Exercise:
Lay out every line of the material below as a numbered list, dropping any blank lines. Leave the pictures out of your answer.

Working data:
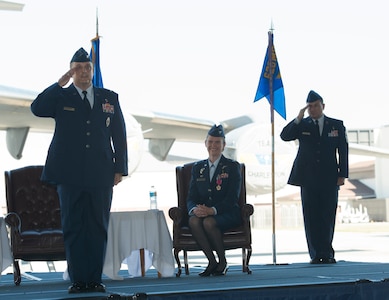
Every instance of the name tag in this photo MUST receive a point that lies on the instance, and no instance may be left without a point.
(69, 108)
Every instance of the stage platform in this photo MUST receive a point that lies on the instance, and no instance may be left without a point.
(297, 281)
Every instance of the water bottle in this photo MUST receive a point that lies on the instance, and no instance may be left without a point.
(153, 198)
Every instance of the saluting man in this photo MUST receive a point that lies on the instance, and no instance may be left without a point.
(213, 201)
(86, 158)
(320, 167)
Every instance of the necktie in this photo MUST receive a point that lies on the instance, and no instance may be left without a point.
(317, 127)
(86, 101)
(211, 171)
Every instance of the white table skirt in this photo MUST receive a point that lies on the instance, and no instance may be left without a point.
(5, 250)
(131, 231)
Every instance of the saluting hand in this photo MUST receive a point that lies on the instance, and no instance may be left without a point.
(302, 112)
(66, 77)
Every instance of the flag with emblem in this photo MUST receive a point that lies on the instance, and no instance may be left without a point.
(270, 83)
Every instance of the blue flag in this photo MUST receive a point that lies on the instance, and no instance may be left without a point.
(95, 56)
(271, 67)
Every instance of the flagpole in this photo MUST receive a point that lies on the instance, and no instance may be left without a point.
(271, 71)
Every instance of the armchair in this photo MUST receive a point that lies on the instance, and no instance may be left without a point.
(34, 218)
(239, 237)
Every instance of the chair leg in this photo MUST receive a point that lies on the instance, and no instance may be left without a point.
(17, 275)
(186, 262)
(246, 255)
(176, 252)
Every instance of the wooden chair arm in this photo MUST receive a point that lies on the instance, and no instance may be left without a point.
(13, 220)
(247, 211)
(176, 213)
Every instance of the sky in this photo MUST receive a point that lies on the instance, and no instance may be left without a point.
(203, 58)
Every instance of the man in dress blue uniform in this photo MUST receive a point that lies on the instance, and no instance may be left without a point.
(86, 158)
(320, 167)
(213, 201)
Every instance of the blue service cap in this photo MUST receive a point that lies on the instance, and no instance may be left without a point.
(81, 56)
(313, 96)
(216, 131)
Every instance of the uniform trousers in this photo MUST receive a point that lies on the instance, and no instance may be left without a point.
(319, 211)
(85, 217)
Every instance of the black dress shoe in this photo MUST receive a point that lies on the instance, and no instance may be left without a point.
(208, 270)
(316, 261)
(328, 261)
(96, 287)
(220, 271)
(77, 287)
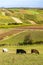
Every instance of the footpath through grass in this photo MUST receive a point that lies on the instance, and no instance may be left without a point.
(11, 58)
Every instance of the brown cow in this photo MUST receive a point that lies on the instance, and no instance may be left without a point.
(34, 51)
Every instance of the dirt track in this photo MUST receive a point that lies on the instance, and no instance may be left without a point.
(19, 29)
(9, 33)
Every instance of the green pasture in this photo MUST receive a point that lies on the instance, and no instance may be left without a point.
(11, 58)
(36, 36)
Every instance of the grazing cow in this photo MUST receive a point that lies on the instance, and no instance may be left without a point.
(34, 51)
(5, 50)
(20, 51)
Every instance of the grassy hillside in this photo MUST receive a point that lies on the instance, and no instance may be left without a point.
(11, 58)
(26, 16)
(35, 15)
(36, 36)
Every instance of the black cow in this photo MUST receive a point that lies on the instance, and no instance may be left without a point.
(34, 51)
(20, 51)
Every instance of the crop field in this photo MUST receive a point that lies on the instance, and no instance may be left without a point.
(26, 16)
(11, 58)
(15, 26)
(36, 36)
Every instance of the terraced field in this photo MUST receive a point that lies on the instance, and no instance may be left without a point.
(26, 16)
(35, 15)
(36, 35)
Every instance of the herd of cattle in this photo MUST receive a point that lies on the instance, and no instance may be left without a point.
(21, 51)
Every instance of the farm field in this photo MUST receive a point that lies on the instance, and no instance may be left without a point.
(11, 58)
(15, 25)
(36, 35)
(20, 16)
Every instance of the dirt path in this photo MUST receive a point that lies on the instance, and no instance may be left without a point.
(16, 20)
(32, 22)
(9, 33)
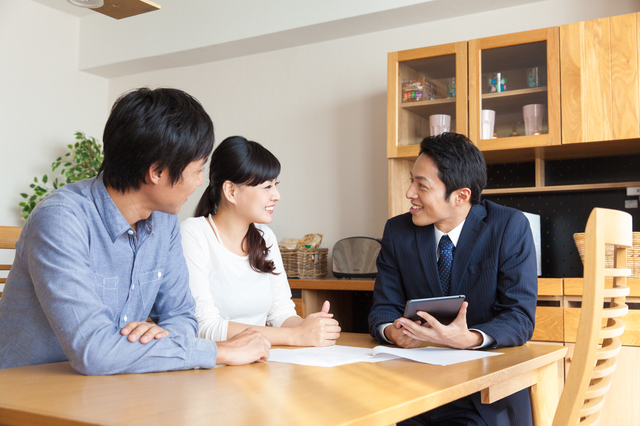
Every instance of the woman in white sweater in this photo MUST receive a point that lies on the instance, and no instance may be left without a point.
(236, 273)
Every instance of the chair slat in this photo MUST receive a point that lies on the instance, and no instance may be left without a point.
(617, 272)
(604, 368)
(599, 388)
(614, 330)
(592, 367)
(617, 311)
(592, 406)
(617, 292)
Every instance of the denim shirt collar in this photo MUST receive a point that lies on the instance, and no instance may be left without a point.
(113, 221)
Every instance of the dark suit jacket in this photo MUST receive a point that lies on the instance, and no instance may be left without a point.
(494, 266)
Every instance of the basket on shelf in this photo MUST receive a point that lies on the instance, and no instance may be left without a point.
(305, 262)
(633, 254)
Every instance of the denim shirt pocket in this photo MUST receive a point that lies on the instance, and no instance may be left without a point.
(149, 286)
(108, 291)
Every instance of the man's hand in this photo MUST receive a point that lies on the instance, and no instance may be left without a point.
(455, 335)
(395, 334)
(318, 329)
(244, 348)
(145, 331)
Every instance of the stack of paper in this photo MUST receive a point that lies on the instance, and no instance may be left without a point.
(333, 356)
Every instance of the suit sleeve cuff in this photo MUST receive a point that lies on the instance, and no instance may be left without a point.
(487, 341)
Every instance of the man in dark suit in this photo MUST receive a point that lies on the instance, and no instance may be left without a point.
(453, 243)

Output of the task:
1. Every instance of the name tag in this photo MUST receive a point that lies on the instance, and no instance may be left without a point.
2. (69, 108)
3. Every instance of the stage platform in this photo MUST receive a point that lies on the instance, and no instance may be left without a point.
4. (297, 281)
5. Every instance of the water bottle in this photo MUST receive a point that lies on the instance, and no instance may be left without a point.
6. (153, 198)
7. Every instance of the saluting man in this photo MUST receive a point that lies on the instance, and no instance may be left without a point.
8. (213, 201)
9. (86, 158)
10. (320, 167)
11. Every instance of the necktie in this photo MUST receive a point that lies on the instance, and no instance may be left without a point.
12. (317, 127)
13. (86, 101)
14. (211, 171)
15. Every instance of the white table skirt in this photo MUST receive a point that lies on the instance, and no instance may be left without a point.
16. (5, 250)
17. (131, 231)
18. Every instance of the saluting hand in this photo MUST receive a point that lies on the instance, and no instance may be left without a point.
19. (302, 112)
20. (66, 77)
21. Every instance of the flag with emblem in this photo MUST receive a point that lies on the instance, and no instance may be left without a point.
22. (270, 83)
23. Every instance of the blue flag in this photo MUST receive a point that lies on the instance, and no instance may be left without a point.
24. (95, 56)
25. (271, 67)
26. Every instance of the flagpole in this photo MUST receive a point that lies on the instance, and no instance may be left without a point.
27. (271, 71)
28. Every instance of the armchair in this photo MUST receive a point that lies on the instance, and no instance may be left without a point.
29. (34, 218)
30. (239, 237)
31. Every instance of the chair leg in this photo MUST receive a point that lies on the instance, and no instance may be left without a point.
32. (17, 275)
33. (186, 262)
34. (246, 255)
35. (176, 252)
36. Every instance of the wooden chair arm in this photo MUST receive a point that lies on the instance, and no instance may be left without a point.
37. (13, 220)
38. (247, 211)
39. (176, 213)
40. Every instance of the sky in this photo MUST receive a point that lies on the instance, and no instance may be left without a point.
41. (203, 58)
42. Every instance of the man in dress blue uniform in this photo MUST receive a point that lies on the instance, and no instance may be left without a point.
43. (86, 158)
44. (320, 167)
45. (213, 201)
46. Every instance of the blue service cap in this photo MUST receive a point that lies on the instance, and no instance may be left without a point.
47. (81, 56)
48. (313, 96)
49. (216, 131)
50. Every instance of the uniform trousers in this photo MUST receive a point that lies on the instance, and no instance may be left without a point.
51. (319, 211)
52. (85, 217)
53. Every instance of the black dress shoe in this photo MUST receive a point that lies on the instance, and no instance may be left without a point.
54. (208, 270)
55. (316, 261)
56. (328, 261)
57. (96, 287)
58. (220, 271)
59. (77, 287)
60. Every instance of the footpath through grass in this photo MUST receive a point that lies on the instance, and no instance may be left without a point.
61. (11, 58)
62. Every instance of the brown cow in this photo MUST receive a point that lies on the instance, and no instance may be left without a point.
63. (34, 51)
64. Every instance of the dirt track in this photo MUST receive a point that lies on the instance, and no instance may be left without a point.
65. (19, 29)
66. (9, 33)
67. Every instance of the green pasture in this photo MUST receive a point that lies on the instance, and no instance may be left without a point.
68. (11, 58)
69. (36, 36)
70. Every instance of the grazing cow in this photo MUST receive a point that lies on the instance, and no instance may be left without a point.
71. (34, 51)
72. (5, 50)
73. (20, 51)
74. Every instance of the grassy hillside in this photo MUST receive a point that lies on the instance, and no instance may be left without a point.
75. (11, 58)
76. (26, 16)
77. (35, 15)
78. (36, 36)
79. Every instance of the black cow in this photo MUST receive a point that lies on the instance, and no instance may be left without a point.
80. (34, 51)
81. (20, 51)
82. Every instance of the crop field in this photo MUST receive a point that lies on the instance, and no instance may be left without a point.
83. (26, 16)
84. (11, 58)
85. (15, 26)
86. (36, 36)
87. Every instance of the terraced field in this photo MUST receive a point that lies on the instance, and no instance may be left without a point.
88. (26, 16)
89. (35, 15)
90. (36, 35)
91. Every instance of the herd of cattle in this photo MUST receive a point that lies on the instance, and no instance may be left without a point.
92. (21, 51)
93. Every instance of the farm field in this photo MUST receive a point that lies on the instance, and no instance may be left without a point.
94. (11, 58)
95. (15, 25)
96. (36, 35)
97. (20, 16)
98. Every instance of the dirt path in this photo MUST receive a point that lies on the instance, and no instance may be left without a point.
99. (16, 20)
100. (32, 22)
101. (9, 33)
102. Every instance of the woman in white sweater in this photo MUST receive a point that lies on the instance, and no instance may be left without a point.
103. (236, 273)
104. Every instance of the chair slat in this photo MUST receive a point that lies on the instance, and no instance may be left without a point.
105. (617, 272)
106. (604, 368)
107. (599, 388)
108. (614, 330)
109. (592, 367)
110. (617, 311)
111. (592, 406)
112. (617, 292)
113. Every instance of the denim shirt collar in this photo MUST receive a point that lies on the instance, and no instance may be left without a point.
114. (113, 221)
115. Every instance of the dark suit jacket in this photo MUST receive a point that lies on the instance, and no instance may be left without a point.
116. (494, 266)
117. Every instance of the basket on shelf in this photo MUST receive a point that lies on the instance, and no instance may be left without a point.
118. (305, 262)
119. (633, 254)
120. Every instance of the denim shirt pocket in this photo MUST receive a point that lies on the instance, and no instance may be left without a point.
121. (149, 286)
122. (108, 291)
123. Every instance of the man's hand in this photo MUST receive a point that lies on the instance, and no instance may be left without a point.
124. (455, 335)
125. (395, 334)
126. (318, 329)
127. (244, 348)
128. (145, 331)
129. Every instance of the stack of paper in this photo MUST receive a point that lies on the instance, and no instance may be left without a point.
130. (333, 356)
131. Every instance of the suit sleeve cuff in this photo MUST receive a point that lies on the instance, and no instance may be left without a point.
132. (487, 341)
133. Every instance of the man in dark suit in this photo MUST receive a point that lies on the instance, and no instance may be left without a point.
134. (453, 243)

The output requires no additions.